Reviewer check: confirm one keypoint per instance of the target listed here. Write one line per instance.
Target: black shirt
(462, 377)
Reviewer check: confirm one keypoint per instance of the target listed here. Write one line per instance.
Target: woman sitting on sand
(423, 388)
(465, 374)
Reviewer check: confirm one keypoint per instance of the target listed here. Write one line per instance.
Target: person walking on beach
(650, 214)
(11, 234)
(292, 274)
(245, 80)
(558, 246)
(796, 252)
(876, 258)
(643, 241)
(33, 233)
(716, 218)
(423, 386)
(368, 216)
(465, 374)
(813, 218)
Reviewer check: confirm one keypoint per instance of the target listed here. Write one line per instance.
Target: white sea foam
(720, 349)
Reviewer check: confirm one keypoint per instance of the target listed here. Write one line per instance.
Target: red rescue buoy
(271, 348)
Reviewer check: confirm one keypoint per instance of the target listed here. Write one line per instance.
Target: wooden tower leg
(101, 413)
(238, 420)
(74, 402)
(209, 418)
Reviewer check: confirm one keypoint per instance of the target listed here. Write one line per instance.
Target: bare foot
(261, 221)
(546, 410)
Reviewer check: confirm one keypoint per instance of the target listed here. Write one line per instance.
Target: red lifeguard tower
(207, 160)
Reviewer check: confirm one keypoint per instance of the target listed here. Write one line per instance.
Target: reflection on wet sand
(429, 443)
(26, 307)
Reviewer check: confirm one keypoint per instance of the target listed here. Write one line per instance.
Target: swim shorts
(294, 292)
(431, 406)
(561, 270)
======
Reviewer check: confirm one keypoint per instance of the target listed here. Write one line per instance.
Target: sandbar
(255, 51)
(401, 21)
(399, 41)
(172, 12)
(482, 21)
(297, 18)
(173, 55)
======
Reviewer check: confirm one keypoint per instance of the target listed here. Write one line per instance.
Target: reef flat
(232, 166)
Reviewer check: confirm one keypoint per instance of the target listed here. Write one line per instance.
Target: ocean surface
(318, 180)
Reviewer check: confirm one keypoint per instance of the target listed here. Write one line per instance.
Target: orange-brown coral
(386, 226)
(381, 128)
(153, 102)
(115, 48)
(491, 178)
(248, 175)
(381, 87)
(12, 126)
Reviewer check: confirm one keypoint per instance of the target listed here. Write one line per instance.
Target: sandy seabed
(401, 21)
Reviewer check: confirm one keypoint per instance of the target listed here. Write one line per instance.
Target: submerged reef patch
======
▶ _EXERCISE DETAILS_: Given the records above, reproduce precisely and only the lines between the line holding "Target: sandy seabed" and the line holding "Target: submerged reef patch", inclusive.

▶ _REPLY TO THE EXERCISE_:
Target: sandy seabed
(401, 21)
Reviewer check: confirm one keypoint per instance of the target listed here. Write one line per instance.
Target: submerged reef patch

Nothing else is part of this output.